Stated problem:
Pick out every line in the records below that contains the word "banner", and copy each of those lines.

Excerpts of pointing data:
-- Start --

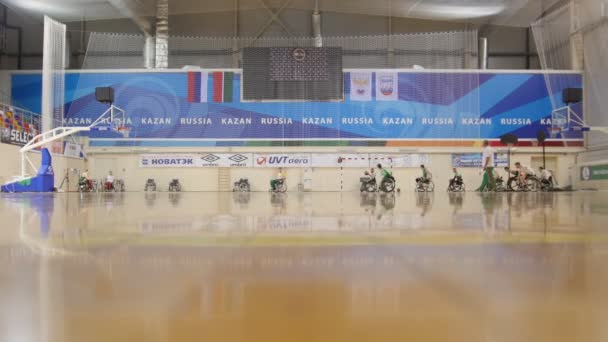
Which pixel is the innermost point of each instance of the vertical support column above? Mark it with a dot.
(162, 34)
(576, 37)
(235, 42)
(483, 53)
(389, 29)
(149, 52)
(316, 26)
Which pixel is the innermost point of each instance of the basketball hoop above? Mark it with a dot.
(555, 132)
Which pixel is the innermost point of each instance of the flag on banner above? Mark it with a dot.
(222, 86)
(197, 87)
(387, 86)
(360, 86)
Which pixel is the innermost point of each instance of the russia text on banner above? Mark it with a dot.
(360, 86)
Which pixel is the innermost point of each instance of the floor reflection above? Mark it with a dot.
(303, 267)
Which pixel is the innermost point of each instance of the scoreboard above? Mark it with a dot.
(292, 74)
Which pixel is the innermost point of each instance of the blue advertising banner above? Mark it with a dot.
(205, 108)
(475, 160)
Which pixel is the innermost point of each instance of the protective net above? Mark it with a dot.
(436, 50)
(594, 28)
(114, 51)
(53, 74)
(554, 46)
(206, 107)
(565, 38)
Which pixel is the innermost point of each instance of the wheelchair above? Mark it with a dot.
(175, 186)
(86, 185)
(368, 184)
(280, 186)
(424, 185)
(456, 185)
(150, 185)
(546, 184)
(388, 184)
(530, 184)
(242, 185)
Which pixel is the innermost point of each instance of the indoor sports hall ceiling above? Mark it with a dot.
(502, 12)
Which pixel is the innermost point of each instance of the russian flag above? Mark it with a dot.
(197, 87)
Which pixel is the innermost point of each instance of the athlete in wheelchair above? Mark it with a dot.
(456, 183)
(425, 183)
(546, 179)
(526, 178)
(85, 184)
(387, 184)
(278, 184)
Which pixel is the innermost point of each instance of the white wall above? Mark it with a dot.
(126, 166)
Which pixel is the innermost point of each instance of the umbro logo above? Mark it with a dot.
(238, 158)
(210, 158)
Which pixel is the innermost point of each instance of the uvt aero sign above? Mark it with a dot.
(594, 172)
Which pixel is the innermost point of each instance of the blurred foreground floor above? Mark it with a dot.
(304, 267)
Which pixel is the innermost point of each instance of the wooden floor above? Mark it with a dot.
(304, 267)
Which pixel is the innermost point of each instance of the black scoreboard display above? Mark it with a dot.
(292, 74)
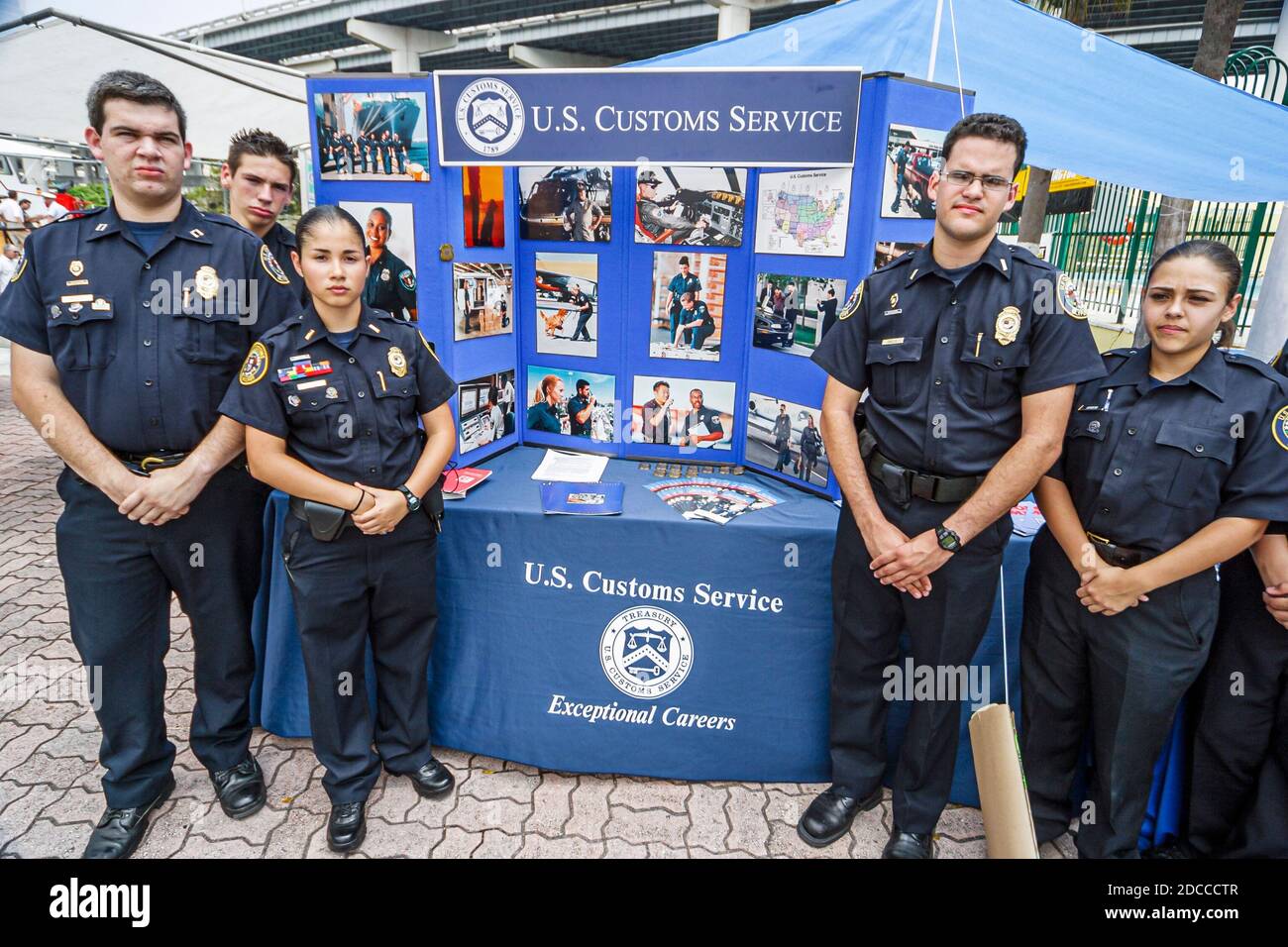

-- End --

Full output:
Which pixel is the innermost point of each instance of the flag on banner above? Mark it with a dot.
Which pixel is the innermost point of each instance of the russia text on banner above? Mark it with a dot.
Which pixel is the innermost point of each instance of the blue advertising banner above? Mark it with a dot.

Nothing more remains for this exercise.